■ WORKING DATA:

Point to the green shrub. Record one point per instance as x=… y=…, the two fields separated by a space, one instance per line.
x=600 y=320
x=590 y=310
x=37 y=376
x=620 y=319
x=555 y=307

■ REQUIREMENTS: Convert the entries above into a two-column CSV with the columns instruction and reply. Give one row per entry, with its text and its answer each in a single quoted field and line breaks replaced by spaces.

■ WORKED ANSWER:
instruction,reply
"Point to the green shrub. Record one point per instance as x=… y=…, the two fields separated by a space, one instance per line.","x=600 y=320 x=590 y=310 x=37 y=376 x=620 y=319 x=555 y=307"